Warren Gatland says hugging opponents will be off limits when the British & Irish Lions play their opening game against Japan at Murrayfield on Saturday. The touring squad is anxious to sidestep the Covid-19 self-isolation complications affecting the footballing plans of England and Scotland at the European Championship.
Gatland already has plenty on his plate before Sunday’s flight to an increasingly Covid-stricken South Africa, and could do without any squad members being forced to self-isolate for 10 days just as he is seeking to bring the best players from four nations closer together.
“We’re very, very aware,” said Gatland, who deliberately chose to base his pre-tour camp in Jersey to reduce the risk. “There are two messages there … we’ve got to make sure we really adhere to the protocols and make sure there’s no hugging.”
With infection rates in Gauteng province, where the touring team will initially be based, having soared in the past few days, the odds on a Covid-free Lions tour are increasingly lengthy but, rugby-wise, the expedition is now officially down the slipway with the announcement of the matchday 23 for the curtain-raiser against the Brave Blossoms.
The game has yet to be granted official Test status – a final decision is not due to be made until after the tour – but it promises to be a big deal for those involved, not least the four Scots named in a starting XV which, for various reasons, does not contain an Englishman. Alun Wyn Jones will lead a side containing 10 first-time Lions, with Rory Sutherland, Zander Fagerson, Hamish Watson and Duhan van der Merwe hoping to make an impact in familiar surroundings.

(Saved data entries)
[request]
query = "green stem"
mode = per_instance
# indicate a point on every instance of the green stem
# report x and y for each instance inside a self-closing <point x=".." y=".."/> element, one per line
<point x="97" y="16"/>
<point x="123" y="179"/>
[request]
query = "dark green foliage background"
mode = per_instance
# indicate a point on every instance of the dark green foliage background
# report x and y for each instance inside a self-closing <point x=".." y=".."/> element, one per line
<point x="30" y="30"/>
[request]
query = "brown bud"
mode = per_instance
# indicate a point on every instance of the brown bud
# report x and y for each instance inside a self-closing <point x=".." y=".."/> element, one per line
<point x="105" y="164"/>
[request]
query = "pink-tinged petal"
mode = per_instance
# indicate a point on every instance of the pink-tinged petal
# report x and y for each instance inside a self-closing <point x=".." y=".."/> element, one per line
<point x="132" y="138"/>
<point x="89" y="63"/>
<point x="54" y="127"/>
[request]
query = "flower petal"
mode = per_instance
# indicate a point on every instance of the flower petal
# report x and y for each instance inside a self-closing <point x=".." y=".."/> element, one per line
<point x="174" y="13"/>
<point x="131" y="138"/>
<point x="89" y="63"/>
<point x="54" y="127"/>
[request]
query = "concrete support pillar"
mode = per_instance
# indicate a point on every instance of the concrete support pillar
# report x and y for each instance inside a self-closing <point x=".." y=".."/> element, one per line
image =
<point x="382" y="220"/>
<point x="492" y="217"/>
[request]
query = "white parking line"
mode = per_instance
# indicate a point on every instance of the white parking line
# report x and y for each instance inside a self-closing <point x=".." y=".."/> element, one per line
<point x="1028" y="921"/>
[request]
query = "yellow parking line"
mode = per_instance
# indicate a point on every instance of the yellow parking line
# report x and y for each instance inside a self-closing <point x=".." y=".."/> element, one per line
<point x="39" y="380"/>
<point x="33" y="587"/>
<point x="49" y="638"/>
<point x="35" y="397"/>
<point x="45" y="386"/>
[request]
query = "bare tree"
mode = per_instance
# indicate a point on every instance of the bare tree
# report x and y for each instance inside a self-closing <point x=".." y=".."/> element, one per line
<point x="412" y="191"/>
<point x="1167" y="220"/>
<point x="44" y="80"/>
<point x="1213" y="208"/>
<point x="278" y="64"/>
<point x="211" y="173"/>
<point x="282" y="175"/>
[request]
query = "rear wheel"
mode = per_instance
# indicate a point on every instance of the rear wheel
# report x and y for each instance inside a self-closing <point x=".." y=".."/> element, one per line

§ **Work order 1**
Answer these questions from the article on the Lions:
(a) Where did Gatland base his pre-tour camp?
(b) In which province will the touring team initially be based?
(c) How many first-time Lions are in the side Alun Wyn Jones will lead?
§ **Work order 2**
Return, copied word for word, the part of the article on the Lions that opens with the words "Warren Gatland says" and closes with "nations closer together.".
You can ignore the records.

§ **Answer space 1**
(a) Jersey
(b) Gauteng
(c) 10

§ **Answer space 2**
Warren Gatland says hugging opponents will be off limits when the British & Irish Lions play their opening game against Japan at Murrayfield on Saturday. The touring squad is anxious to sidestep the Covid-19 self-isolation complications affecting the footballing plans of England and Scotland at the European Championship.
Gatland already has plenty on his plate before Sunday’s flight to an increasingly Covid-stricken South Africa, and could do without any squad members being forced to self-isolate for 10 days just as he is seeking to bring the best players from four nations closer together.